**SUPPLIED PASSAGE**.
● ● ● ● ●
To get rid of the effects of his home parks, let’s take a second look at Rodriguez’s home run rates using only his performance on the road during each of those three-year spans:

  • SEA ’98-00: 13.61 PA/HR
  • TEX ’01-’03: 14.76 PA/HR
  • NY ’04-’06: 18.68 PA/HR

Here we see that Rodriguez was a better home-run hitter on the road during his last three “clean” seasons with the Mariners than he was during his three drug years with the Rangers. Those two periods offer a particularly strong comparison because Rodriguez spent all six years in the AL West. Thus, save for moving roughly 12 percent of his road games (10 of 81 annually) from Texas (as a visiting Mariner) to Seattle (as a visiting Ranger), his road games were played in essentially identical environments.

Rodriguez went deep on the road approximately 8 percent less often as a Ranger while playing 12 percent of his road games in a less friendly home-run environment. Given that his Ranger years coincided with his peak-age years (ages 25 to 27), during which an increase in power would have been expected even without the help of illegal substances or a friendlier home park, it’s difficult to attribute any of his overall increase in power during those years to the drugs.
● ● ● ● ●
**RECORDS PROVIDED**.
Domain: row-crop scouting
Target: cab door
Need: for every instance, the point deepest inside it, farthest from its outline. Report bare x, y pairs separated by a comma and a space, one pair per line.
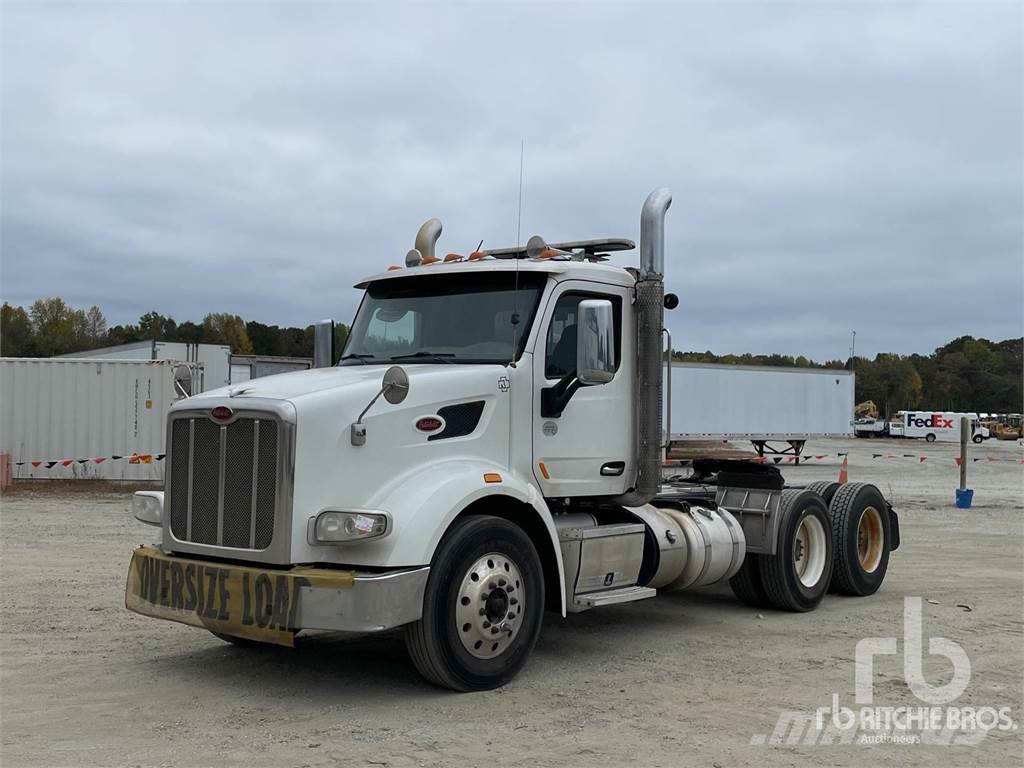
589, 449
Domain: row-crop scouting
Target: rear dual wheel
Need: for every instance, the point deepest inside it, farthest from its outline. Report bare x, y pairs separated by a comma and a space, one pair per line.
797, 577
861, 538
● ● ● ● ●
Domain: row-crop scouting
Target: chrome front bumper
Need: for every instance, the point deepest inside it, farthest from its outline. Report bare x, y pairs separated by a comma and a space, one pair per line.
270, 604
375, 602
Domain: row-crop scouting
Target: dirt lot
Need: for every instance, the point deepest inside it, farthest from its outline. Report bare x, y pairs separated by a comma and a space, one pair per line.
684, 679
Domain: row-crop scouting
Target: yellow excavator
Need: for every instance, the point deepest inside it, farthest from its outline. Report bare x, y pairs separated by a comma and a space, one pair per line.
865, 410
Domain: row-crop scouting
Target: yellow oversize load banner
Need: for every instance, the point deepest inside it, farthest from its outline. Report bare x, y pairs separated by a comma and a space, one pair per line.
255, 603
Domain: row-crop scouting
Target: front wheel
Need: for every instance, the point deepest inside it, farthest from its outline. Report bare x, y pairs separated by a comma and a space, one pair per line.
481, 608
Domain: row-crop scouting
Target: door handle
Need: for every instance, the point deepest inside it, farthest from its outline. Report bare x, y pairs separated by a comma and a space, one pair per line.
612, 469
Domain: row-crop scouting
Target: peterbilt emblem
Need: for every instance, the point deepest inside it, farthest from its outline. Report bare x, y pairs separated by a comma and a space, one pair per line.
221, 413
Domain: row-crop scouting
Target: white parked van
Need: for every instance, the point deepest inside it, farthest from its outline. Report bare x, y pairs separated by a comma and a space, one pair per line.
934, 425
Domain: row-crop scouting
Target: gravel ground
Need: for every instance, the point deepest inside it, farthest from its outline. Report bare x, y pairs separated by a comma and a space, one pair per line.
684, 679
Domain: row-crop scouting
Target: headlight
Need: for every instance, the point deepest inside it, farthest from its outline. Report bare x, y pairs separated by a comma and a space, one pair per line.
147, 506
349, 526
● ● ● ● ●
**EXERCISE OBJECTIVE**.
Retype the passage on Rodriguez's road home run rates in full, word for word, keeping every figure and line break.

**SOLUTION TO THIS PROBLEM**.
To get rid of the effects of his home parks, let’s take a second look at Rodriguez’s home run rates using only his performance on the road during each of those three-year spans:

  • SEA ’98-00: 13.61 PA/HR
  • TEX ’01-’03: 14.76 PA/HR
  • NY ’04-’06: 18.68 PA/HR

Here we see that Rodriguez was a better home-run hitter on the road during his last three “clean” seasons with the Mariners than he was during his three drug years with the Rangers. Those two periods offer a particularly strong comparison because Rodriguez spent all six years in the AL West. Thus, save for moving roughly 12 percent of his road games (10 of 81 annually) from Texas (as a visiting Mariner) to Seattle (as a visiting Ranger), his road games were played in essentially identical environments.

Rodriguez went deep on the road approximately 8 percent less often as a Ranger while playing 12 percent of his road games in a less friendly home-run environment. Given that his Ranger years coincided with his peak-age years (ages 25 to 27), during which an increase in power would have been expected even without the help of illegal substances or a friendlier home park, it’s difficult to attribute any of his overall increase in power during those years to the drugs.